## JOB
Return, unchanged and in full, the lines below that begin with the one containing "--target wooden pier" and end with the one containing "Give the mask of every instance of the wooden", both included. Give only those lines.
## start TASK MATERIAL
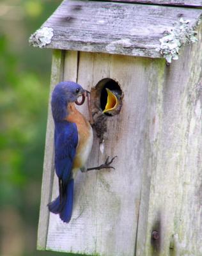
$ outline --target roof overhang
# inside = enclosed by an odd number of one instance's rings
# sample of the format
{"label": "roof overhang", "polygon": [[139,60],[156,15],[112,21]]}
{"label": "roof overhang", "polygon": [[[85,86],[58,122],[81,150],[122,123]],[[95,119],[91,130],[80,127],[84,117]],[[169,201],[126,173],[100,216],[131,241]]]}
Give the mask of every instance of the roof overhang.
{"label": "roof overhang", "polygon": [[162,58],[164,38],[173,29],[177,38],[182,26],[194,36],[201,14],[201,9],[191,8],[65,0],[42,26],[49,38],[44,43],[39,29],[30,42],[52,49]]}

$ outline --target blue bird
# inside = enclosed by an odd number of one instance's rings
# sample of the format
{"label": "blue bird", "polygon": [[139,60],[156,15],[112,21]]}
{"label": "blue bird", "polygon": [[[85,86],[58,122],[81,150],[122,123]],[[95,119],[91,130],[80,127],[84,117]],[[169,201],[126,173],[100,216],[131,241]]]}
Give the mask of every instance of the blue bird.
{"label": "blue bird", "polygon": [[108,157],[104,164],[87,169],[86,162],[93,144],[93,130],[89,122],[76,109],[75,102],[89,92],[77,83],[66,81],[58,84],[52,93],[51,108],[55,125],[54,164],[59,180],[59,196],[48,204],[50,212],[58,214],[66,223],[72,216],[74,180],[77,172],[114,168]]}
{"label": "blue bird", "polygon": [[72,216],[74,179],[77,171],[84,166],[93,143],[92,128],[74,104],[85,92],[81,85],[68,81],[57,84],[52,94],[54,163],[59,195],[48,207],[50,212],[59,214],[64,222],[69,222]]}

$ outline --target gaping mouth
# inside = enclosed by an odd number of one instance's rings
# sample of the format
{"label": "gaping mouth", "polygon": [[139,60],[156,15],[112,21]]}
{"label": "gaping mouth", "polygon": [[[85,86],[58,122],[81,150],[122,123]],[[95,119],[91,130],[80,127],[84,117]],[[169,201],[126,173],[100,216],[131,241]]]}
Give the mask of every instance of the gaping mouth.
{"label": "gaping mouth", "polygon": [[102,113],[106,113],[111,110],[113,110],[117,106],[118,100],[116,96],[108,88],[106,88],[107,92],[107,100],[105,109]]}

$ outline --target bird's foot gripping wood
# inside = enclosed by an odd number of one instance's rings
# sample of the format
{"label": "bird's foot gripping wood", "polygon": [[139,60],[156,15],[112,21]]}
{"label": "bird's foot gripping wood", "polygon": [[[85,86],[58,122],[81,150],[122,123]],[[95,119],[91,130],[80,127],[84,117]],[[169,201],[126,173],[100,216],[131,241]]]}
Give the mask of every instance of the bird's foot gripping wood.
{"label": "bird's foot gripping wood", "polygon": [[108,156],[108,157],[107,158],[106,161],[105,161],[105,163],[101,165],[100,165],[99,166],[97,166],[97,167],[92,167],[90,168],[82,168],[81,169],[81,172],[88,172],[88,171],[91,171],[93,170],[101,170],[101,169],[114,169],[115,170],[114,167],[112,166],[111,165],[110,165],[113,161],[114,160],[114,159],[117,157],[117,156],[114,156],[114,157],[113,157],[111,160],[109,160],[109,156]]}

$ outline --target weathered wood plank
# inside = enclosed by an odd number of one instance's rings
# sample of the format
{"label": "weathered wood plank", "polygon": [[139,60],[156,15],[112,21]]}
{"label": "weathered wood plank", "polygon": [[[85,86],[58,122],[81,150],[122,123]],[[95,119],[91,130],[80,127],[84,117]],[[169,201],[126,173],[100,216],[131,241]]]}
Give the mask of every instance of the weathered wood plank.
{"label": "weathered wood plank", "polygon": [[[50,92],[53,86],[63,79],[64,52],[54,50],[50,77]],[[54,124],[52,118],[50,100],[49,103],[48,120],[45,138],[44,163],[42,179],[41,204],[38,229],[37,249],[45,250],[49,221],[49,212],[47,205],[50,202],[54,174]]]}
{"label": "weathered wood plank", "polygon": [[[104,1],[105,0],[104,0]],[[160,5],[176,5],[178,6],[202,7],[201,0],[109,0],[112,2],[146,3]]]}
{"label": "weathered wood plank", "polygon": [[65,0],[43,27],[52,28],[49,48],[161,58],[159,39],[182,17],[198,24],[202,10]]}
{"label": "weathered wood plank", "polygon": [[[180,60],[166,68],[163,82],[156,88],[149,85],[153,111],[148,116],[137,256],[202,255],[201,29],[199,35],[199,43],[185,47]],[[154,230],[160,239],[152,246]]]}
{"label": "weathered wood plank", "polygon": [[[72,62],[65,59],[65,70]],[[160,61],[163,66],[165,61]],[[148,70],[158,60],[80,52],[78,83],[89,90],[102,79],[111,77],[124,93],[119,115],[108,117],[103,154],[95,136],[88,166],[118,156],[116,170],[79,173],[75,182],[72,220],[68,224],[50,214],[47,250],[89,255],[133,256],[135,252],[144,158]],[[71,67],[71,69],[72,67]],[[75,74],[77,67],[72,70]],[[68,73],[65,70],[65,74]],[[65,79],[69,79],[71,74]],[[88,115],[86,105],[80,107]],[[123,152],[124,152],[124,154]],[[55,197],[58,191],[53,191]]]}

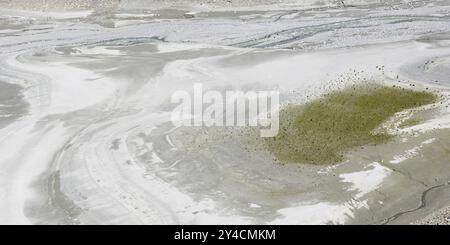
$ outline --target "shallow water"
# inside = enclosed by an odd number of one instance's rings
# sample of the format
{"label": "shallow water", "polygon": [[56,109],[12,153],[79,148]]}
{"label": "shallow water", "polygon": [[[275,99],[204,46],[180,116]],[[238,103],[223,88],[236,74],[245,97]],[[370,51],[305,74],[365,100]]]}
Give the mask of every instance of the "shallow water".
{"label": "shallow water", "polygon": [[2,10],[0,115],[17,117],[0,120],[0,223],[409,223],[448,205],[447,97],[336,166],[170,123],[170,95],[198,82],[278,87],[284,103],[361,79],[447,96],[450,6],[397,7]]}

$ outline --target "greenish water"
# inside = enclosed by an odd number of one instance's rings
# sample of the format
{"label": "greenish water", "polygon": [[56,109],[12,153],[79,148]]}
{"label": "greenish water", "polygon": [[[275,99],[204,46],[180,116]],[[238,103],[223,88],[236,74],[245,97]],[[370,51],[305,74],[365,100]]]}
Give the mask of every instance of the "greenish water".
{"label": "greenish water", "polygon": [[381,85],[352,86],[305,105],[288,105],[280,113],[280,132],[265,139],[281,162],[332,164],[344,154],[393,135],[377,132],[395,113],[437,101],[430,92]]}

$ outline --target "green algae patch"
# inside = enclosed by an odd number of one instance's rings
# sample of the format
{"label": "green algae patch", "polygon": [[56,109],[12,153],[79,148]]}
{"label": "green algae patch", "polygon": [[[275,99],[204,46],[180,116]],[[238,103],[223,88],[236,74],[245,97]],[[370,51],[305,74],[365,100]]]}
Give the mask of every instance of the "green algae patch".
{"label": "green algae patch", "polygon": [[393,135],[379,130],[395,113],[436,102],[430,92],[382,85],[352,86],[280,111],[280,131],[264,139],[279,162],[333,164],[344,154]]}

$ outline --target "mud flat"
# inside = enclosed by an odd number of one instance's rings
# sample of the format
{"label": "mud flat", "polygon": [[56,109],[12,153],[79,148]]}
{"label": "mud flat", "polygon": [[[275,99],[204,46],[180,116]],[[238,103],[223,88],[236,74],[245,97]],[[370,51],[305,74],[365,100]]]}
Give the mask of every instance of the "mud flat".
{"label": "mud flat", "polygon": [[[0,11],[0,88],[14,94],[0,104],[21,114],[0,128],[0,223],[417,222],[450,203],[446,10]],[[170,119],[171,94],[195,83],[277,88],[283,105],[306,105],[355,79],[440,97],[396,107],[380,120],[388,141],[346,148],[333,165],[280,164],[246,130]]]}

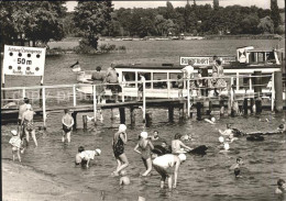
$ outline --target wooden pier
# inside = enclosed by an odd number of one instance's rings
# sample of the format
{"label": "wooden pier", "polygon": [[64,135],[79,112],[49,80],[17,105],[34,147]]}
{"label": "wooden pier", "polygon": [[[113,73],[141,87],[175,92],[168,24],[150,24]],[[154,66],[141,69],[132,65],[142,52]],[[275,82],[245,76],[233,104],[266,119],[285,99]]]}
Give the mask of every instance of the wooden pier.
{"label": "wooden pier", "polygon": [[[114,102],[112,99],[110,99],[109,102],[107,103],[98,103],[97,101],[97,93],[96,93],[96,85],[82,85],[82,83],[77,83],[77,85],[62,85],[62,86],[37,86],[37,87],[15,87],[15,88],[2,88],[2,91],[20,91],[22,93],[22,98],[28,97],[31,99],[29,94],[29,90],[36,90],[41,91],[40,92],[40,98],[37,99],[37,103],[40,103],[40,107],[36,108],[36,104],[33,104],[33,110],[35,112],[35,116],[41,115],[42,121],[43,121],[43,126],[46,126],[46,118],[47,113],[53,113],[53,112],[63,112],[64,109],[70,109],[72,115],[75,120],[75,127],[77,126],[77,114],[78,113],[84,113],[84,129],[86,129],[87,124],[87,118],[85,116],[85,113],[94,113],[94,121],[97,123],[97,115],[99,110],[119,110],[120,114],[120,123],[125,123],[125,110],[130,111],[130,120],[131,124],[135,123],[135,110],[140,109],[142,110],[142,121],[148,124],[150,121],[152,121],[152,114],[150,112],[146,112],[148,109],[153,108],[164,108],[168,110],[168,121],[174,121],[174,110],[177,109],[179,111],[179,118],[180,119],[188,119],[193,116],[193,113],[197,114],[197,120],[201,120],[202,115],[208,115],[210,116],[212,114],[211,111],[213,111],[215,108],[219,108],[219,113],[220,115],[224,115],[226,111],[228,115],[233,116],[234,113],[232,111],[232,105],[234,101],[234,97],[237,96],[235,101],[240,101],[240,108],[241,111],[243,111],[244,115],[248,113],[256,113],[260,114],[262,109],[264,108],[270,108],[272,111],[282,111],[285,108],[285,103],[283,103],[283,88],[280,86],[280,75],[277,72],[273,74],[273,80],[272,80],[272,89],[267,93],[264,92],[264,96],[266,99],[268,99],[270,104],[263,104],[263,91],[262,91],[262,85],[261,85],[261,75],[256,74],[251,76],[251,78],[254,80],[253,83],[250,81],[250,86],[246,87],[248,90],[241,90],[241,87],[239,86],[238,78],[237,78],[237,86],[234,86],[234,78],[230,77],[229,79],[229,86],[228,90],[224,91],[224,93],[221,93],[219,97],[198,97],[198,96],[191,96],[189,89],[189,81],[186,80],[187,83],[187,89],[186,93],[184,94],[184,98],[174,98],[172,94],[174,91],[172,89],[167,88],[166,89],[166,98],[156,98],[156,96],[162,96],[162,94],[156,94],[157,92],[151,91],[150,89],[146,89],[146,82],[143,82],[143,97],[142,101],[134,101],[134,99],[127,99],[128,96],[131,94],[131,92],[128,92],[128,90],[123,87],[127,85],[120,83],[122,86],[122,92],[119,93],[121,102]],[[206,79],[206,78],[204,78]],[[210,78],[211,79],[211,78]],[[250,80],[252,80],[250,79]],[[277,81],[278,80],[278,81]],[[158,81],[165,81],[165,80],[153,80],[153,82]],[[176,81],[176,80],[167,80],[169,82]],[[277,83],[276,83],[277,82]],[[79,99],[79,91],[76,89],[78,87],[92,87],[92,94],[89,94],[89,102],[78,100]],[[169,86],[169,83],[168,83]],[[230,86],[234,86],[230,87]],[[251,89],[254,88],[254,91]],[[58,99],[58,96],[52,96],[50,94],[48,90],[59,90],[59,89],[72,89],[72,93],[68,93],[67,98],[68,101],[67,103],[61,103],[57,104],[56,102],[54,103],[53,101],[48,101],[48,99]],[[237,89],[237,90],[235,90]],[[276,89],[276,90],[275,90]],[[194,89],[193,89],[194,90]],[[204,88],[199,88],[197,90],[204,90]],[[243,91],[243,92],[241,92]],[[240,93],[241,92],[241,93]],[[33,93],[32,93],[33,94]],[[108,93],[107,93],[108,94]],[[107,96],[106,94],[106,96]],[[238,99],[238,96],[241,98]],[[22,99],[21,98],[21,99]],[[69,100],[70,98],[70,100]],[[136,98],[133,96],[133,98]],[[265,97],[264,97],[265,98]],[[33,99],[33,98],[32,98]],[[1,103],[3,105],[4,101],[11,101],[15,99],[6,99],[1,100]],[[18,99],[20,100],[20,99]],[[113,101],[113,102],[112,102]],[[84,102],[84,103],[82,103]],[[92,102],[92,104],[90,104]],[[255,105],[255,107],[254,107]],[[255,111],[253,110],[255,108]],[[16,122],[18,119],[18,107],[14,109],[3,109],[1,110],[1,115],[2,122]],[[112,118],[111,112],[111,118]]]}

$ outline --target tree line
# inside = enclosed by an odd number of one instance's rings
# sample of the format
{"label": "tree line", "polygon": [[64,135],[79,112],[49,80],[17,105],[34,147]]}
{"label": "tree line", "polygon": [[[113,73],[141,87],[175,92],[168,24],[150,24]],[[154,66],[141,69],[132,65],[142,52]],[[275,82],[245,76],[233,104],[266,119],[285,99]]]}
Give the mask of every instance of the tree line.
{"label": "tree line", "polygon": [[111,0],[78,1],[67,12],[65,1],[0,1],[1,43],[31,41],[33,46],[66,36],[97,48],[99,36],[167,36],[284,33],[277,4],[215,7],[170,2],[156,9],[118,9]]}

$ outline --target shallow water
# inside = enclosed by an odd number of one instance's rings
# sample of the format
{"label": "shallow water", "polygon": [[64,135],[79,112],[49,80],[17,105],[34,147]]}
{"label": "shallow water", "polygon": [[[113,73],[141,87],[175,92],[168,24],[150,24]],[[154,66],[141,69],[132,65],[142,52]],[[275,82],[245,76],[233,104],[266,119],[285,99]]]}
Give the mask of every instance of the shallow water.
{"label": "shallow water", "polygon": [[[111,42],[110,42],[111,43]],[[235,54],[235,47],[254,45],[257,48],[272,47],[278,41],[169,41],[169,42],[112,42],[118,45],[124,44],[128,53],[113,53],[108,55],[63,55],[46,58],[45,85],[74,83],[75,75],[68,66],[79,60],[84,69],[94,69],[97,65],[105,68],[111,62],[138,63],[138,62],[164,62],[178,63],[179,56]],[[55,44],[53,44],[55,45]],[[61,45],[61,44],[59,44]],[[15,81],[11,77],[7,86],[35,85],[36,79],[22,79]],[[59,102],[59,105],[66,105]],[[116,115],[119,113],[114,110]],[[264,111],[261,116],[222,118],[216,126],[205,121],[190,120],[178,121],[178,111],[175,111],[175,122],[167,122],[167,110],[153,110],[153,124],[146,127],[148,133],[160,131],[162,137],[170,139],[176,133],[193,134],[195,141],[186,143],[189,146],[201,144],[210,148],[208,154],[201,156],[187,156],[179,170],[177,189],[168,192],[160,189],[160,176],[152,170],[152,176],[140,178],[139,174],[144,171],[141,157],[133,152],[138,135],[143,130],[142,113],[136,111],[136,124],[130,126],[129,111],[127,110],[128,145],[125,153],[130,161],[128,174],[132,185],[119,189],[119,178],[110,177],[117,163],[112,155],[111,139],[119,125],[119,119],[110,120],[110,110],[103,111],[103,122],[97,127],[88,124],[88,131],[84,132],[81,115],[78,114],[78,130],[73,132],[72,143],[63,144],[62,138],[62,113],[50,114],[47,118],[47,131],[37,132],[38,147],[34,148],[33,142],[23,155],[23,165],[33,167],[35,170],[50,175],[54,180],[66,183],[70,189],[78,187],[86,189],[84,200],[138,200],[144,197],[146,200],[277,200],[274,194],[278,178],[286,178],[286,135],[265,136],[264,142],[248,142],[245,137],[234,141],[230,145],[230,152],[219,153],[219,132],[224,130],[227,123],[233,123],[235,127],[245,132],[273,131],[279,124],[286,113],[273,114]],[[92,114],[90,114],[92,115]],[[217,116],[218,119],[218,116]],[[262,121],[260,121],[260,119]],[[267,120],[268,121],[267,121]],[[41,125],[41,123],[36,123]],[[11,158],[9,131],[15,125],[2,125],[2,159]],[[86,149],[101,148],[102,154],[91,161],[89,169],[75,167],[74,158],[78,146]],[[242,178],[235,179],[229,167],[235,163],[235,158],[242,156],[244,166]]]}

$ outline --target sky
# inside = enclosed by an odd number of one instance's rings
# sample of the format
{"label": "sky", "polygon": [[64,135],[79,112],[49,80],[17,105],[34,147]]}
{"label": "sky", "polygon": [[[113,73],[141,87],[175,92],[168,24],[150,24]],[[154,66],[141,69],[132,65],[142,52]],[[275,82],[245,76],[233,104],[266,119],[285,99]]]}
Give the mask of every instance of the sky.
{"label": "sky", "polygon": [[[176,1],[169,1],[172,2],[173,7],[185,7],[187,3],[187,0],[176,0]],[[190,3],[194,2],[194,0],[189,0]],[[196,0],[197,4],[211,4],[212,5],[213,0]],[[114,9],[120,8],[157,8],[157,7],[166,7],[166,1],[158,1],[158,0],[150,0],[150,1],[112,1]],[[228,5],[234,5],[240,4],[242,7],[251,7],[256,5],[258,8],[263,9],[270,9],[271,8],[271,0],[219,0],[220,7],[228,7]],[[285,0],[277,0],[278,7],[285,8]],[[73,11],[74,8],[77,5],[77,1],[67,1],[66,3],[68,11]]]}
## end TASK MATERIAL
## SOLUTION TO THE PROBLEM
$ outline --target wooden pier
# inside = enclosed by an odd number of one instance's rings
# sample of the format
{"label": "wooden pier", "polygon": [[64,135],[79,112],[49,80],[17,105],[34,147]]}
{"label": "wooden pier", "polygon": [[[113,73],[141,87],[175,92],[168,24],[150,24]],[[154,66],[141,69],[132,65],[142,52]],[[275,82],[245,76],[233,104],[266,119],[285,99]]]}
Give the mask of every instance of the wooden pier.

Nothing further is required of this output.